EXTRACT TO READ ->
*** Begin section ***

Though companies tout their diversity initiatives, these initiatives tend to value candidates from very specific regions of the country. Rural Americans, who represent a large and unique perspective, have largely been left out of the conversation on hiring diversity. This is significant because, according to a New York Times article, Director for Admissions at Texas A&M University, Scott McDonald, says “in terms of diversity, geography is just as important as racial and ethnic.”

That’s why employers are starting to expressly focus on hiring from geographically diverse regions. Employers that have traditionally struggled to fill developer positions in tech hubs like New York or Silicon Valley are likely struggling because they are competing for a geographically-bound and limited talent pool. Hiring from non-traditional regions not only makes your organization more well-rounded, it is a more cost-effective solution.

Outside of the United States, there are several countries that are emerging developer talent hotbeds, some of which you wouldn’t expect. For example, on the back of its tech investment and proliferation of universities specializing in IT, Krakow, Poland recently became a sister city of San Francisco. Similarly, Bengaluru has been called the “Silicon Valley of India” for years, and Indian nationals represent a huge percentage of developer talent in the United States, of which I am one. In fact, in 2018, individuals born in India composed 73.9% of the total H1B1 petitions, highlighting the preexisting and potentially boundless opportunities that India’s talent network reflects.

With the coronavirus forcing many organizations to fundamentally shift their operations towards being more remote-friendly, it will be easier than ever to hire from diverse locations. With a tight job market and an even tighter developer market, employers cannot afford to pass up existing talent on the grounds of geography.

David and Goliath: Who are you looking for?

Ultimately, for most businesses, Ivy League developer talent is difficult to get, and, except in extreme cases, not categorically better than talent sourced elsewhere. Instead of focusing on Goliath-sized prestige, employers should focus on their ability to assess talent accurately. Once employers can truly assess developer skills, their background should matter less and less. Look for talent from non-traditional backgrounds such as coding bootcamps or from geographically diverse regions — think a small farm boy with a sling — to maximize the bang for your buck.

*** End section ***

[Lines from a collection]
*** Begin section ***

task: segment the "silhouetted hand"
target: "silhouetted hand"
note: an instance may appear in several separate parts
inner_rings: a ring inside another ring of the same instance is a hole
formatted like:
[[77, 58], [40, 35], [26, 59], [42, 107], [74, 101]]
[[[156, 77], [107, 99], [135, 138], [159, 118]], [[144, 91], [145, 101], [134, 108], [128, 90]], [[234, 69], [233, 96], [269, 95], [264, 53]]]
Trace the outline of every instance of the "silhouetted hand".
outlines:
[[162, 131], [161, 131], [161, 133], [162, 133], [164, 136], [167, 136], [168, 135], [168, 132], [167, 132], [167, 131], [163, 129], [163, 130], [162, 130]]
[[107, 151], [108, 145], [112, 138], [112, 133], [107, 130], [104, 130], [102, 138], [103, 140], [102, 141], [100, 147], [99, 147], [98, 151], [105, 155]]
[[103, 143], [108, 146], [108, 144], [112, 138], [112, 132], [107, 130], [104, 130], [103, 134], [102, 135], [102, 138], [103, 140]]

*** End section ***
*** Begin section ***

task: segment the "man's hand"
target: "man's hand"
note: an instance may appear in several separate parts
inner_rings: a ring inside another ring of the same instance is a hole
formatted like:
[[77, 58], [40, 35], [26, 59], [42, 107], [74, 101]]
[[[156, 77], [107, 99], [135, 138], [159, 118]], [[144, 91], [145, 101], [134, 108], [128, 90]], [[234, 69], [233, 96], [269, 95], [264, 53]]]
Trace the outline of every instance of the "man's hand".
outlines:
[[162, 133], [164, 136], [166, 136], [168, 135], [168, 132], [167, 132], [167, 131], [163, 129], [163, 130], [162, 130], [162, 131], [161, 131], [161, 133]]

*** End section ***

QUESTIONS TO ANSWER ->
1. In the passage on developer hiring, which Polish city recently became a sister city of San Francisco?
2. Echo the part of the passage on developer hiring that opens with the words "Outside of the" and closes with "talent network reflects.".
None of these lines is needed for the work here.

RESPONSES IN ORDER ->
1. Krakow

2.
Outside of the United States, there are several countries that are emerging developer talent hotbeds, some of which you wouldn’t expect. For example, on the back of its tech investment and proliferation of universities specializing in IT, Krakow, Poland recently became a sister city of San Francisco. Similarly, Bengaluru has been called the “Silicon Valley of India” for years, and Indian nationals represent a huge percentage of developer talent in the United States, of which I am one. In fact, in 2018, individuals born in India composed 73.9% of the total H1B1 petitions, highlighting the preexisting and potentially boundless opportunities that India’s talent network reflects.